**Dataset rows**
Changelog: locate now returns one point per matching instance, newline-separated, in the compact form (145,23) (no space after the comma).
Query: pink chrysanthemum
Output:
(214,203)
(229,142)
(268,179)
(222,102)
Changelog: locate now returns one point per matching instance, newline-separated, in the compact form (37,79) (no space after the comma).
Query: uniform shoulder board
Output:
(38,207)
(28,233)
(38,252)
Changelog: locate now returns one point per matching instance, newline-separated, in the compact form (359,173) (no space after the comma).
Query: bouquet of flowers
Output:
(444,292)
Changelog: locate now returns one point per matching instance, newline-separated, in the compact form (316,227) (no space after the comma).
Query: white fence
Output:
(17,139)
--
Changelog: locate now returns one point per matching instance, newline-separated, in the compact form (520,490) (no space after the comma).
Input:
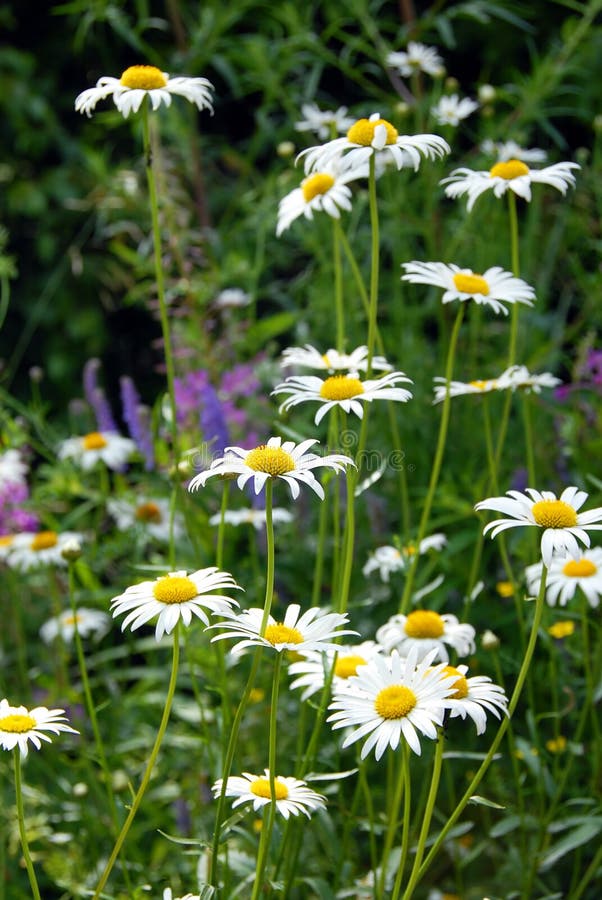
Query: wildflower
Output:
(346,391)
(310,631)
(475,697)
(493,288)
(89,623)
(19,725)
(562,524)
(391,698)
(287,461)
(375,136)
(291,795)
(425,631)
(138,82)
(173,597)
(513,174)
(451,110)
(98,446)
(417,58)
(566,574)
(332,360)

**What this task involves**
Report every line of the listing above that contains the string "newline". Case counts.

**Exercise output**
Changelog: locate now returns one point per matching instance, newline-separated, in the compact form (145,23) (no space after the comma).
Changelog: locate now returns one point per matching instance, newline-separated, in the compact form (37,79) (no space after the comma).
Changelog: locate now returns one point per matching instance, newline-separated, in the compact form (359,173) (no space after the comma).
Changelog: locate now returns one point per matching instance, newline-separated, in the compact form (316,227) (no space after the comma).
Changelog: locate now returns one point per matching instance, newline-separated, in the compact form (520,490) (no space after the comma).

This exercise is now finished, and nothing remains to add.